It's a factor his team embraced during production. "Clint's extraordinary,” cites Jolie, "I can't say enough about him. I could go on forever. As a director, he's so decisive. He's got that leadership quality of a great man who values every single person on the film, and so they bring their best, and it's appreciated. He takes the time to consider things. He's just brilliant. I don't think I want to do any other films without him.”

In Changeling, the bustling city of Los Angeles serves as the backdrop of the Collins story as it plays out from Walter's disappearance to Christine's fight against the system. From the initial images of a happy family in a modest suburban home and the bustling phone operators' bank where Christine whizzes the workday away on roller skates to staging hundreds of demonstrators marching on City Hall after they're made aware of Christine's treatment, Changeling crisscrossed Southern California.

An extensive amount of research was necessary to duplicate specific locations and images of the late 1920s and early '30s. Initial location scouts revealed that older buildings had been torn down, streets replaced by superhighways and complete neighborhoods razed—including the one where the Collins family lived (east of Chinatown in contemporary L.A.). That area is now unrecognizable if one compares photos from today with those taken 80 years ago.

::::::::

▶ **Task instructions**:
#1 According to the Changeling production text, what changes did the first location scouts find in the city? List each one.
#2 In the Changeling production text, where did the Collins family live?
#3 Pick up the Changeling production text after its final sentence and write the next part.
You won't need the data to complete the tasks.

▶ **Location identification data**:

::::::::

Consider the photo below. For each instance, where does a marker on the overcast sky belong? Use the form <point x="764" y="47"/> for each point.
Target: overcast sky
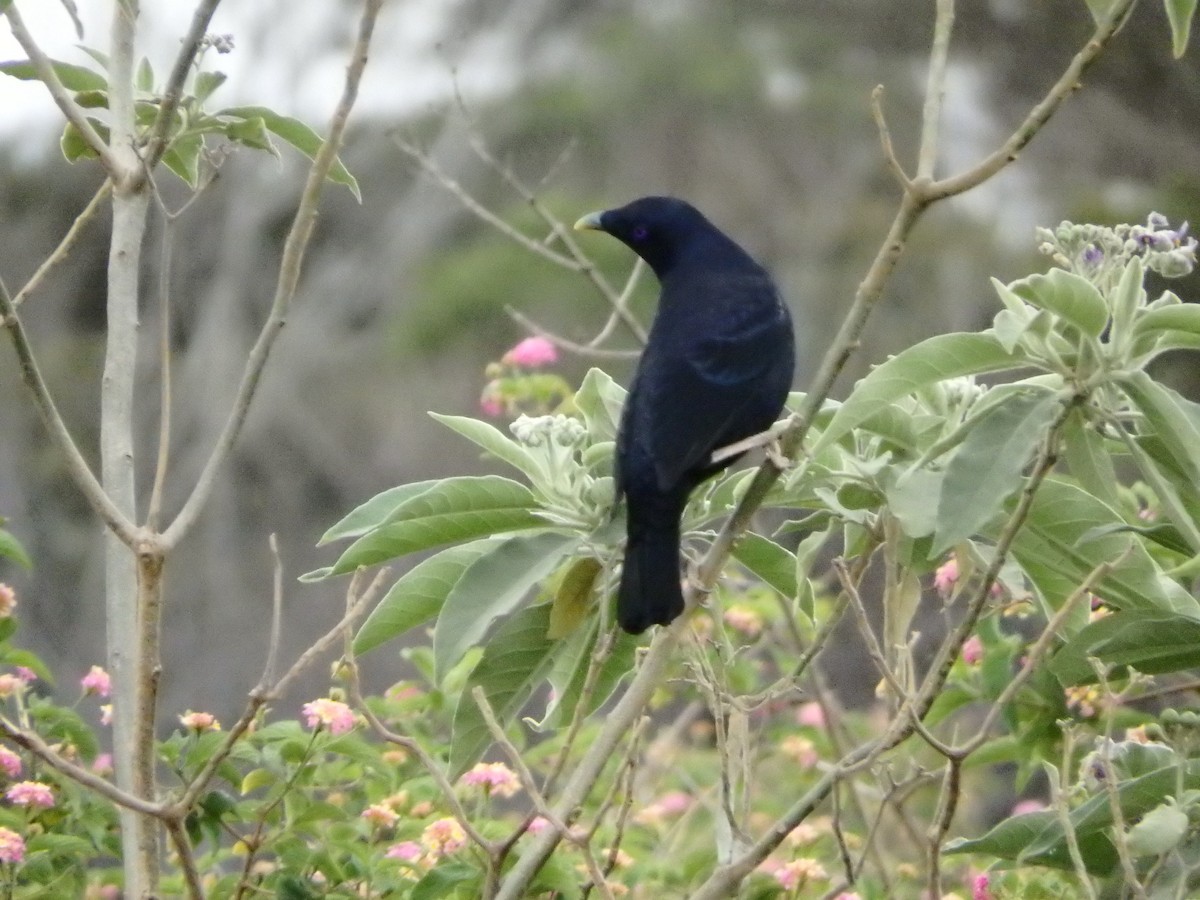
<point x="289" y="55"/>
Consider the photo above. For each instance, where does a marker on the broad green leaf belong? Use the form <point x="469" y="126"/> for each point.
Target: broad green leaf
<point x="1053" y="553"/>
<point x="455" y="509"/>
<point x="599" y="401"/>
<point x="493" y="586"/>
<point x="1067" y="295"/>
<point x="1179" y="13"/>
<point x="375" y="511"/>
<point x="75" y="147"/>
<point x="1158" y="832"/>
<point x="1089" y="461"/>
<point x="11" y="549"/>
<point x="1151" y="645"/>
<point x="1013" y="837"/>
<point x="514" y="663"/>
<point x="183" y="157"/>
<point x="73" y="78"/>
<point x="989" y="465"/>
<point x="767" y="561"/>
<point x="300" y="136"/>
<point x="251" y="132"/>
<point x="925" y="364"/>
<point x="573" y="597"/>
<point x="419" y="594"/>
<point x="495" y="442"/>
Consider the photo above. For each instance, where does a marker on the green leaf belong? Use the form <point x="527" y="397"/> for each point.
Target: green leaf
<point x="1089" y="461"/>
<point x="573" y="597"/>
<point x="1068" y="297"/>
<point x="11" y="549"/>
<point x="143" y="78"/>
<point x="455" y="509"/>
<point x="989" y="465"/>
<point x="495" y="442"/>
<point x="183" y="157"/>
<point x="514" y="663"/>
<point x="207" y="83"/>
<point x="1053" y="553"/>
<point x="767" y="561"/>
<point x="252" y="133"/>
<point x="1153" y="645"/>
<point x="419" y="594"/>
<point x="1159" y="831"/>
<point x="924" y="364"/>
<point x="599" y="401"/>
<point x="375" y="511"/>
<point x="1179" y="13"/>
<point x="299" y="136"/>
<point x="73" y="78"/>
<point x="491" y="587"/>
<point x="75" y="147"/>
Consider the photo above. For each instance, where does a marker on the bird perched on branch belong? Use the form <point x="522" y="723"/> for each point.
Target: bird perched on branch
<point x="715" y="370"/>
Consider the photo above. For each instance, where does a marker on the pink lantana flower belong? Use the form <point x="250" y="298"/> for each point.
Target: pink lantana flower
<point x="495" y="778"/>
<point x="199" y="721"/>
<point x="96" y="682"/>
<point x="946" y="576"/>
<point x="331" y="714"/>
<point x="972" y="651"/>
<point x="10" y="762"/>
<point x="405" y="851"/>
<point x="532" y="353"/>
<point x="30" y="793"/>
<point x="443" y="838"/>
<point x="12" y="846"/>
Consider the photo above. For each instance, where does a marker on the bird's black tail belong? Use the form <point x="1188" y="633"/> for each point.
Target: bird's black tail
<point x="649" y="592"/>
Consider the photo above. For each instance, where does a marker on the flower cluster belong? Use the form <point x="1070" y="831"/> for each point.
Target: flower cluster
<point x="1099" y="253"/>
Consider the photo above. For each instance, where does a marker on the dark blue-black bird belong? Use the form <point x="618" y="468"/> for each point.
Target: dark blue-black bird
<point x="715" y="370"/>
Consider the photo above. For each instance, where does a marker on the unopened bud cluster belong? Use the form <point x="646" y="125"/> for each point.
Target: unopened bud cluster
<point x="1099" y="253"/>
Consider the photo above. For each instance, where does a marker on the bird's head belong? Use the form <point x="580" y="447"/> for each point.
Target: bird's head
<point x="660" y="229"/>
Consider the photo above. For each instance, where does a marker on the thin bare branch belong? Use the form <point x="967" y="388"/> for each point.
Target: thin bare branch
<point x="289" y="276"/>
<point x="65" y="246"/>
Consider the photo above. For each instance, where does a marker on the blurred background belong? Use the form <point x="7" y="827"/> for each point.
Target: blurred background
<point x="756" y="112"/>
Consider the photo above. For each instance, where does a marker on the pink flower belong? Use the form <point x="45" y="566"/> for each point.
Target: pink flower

::::::::

▶ **Final results**:
#1
- Older buildings had been torn down.
- Streets had been replaced by superhighways.
- Complete neighborhoods had been razed.

#2 East of Chinatown in contemporary L.A.

#3
The filmmakers looked to production designer James Murakami and location manager PATRICK MIGNANO to visualize the period in modern-day Los Angeles. Murakami previously worked with Eastwood and DP Stern on Letters from Iwo Jima, so he was familiar with the director's aesthetic and the cinematographer's style.

It was a challenging task, but Murakami and his team were able to discover untapped suburban locales in San Dimas, San Bernadino and Pasadena, among other sites, to stand in for '20s-era L.A. The art department—complementing the location shoots in the above locales, Los Angeles City Hall and sets that were built on the Universal Studios backlot—supplemented key scenes. Naturally, visual effects supervisor Michael Owens would be called in to add effects enhancements and re-create backdrops, such as the city skyline and the red streetcars that then populated the region. Perhaps the biggest twist of kismet came with the discovery of a neighborhood in the Old Town district of suburban San Dimas, located approximately 35 miles east of Los Angeles. A tree-lined block of homes provided a remarkably close facsimile of what Murakami needed for the interior and exterior of the 1920s Collins home, as well as the surrounding neighborhood.

"We were very fortunate to find the location in San Dimas,” remembers Murakami. "Very little had changed in that section of town, and after seeing some of the footage we shot…it was just beautiful. Overall, we kept it as simple as possible. The colors are subdued to make it comfortable. Our set decorating department fully fleshed out every set and location with a great attention to detail.”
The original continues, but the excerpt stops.